** BEGIN **

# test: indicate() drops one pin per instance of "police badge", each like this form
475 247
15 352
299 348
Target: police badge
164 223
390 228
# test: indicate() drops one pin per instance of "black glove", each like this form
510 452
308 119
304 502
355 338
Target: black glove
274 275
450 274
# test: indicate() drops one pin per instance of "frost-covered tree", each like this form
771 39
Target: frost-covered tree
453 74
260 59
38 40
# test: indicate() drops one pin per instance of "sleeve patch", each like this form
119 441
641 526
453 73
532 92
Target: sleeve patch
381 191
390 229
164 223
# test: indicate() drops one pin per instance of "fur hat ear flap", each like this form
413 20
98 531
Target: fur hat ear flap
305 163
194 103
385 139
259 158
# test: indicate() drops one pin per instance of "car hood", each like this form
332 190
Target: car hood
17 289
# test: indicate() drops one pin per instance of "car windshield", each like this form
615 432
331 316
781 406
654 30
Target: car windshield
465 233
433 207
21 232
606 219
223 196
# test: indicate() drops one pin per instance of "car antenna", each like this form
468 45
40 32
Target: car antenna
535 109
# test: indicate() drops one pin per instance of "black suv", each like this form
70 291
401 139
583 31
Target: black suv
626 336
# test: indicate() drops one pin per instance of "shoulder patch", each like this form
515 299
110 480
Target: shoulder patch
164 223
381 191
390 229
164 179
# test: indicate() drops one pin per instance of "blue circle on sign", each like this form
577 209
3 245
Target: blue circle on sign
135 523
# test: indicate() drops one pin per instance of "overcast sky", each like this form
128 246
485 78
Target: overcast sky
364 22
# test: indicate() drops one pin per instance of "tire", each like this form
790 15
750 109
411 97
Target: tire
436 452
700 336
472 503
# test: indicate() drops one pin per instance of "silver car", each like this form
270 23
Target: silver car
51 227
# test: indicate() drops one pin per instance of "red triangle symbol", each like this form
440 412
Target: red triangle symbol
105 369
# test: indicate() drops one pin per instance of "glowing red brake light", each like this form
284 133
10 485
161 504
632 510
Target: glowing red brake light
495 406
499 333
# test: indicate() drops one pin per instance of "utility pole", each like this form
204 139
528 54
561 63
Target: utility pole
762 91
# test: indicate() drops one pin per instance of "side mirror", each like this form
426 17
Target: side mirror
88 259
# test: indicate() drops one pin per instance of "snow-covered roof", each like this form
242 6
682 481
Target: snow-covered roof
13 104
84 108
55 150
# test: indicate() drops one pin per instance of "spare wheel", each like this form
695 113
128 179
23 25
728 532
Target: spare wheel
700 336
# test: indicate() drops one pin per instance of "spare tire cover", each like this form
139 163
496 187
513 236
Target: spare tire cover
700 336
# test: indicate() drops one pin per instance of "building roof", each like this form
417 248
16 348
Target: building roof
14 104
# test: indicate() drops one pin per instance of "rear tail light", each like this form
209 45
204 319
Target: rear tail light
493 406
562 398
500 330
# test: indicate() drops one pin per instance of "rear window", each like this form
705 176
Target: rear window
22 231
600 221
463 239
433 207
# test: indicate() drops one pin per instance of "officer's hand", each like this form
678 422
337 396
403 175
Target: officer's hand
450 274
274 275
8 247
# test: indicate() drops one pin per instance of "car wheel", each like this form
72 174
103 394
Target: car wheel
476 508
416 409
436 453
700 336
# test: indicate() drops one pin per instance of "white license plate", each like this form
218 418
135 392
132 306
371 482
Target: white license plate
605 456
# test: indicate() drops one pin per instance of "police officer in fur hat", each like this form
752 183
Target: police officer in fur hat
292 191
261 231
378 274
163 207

** END **

Your instructions:
Count the lines in the items above that contain the string "tree", and reply with the number only.

The output:
2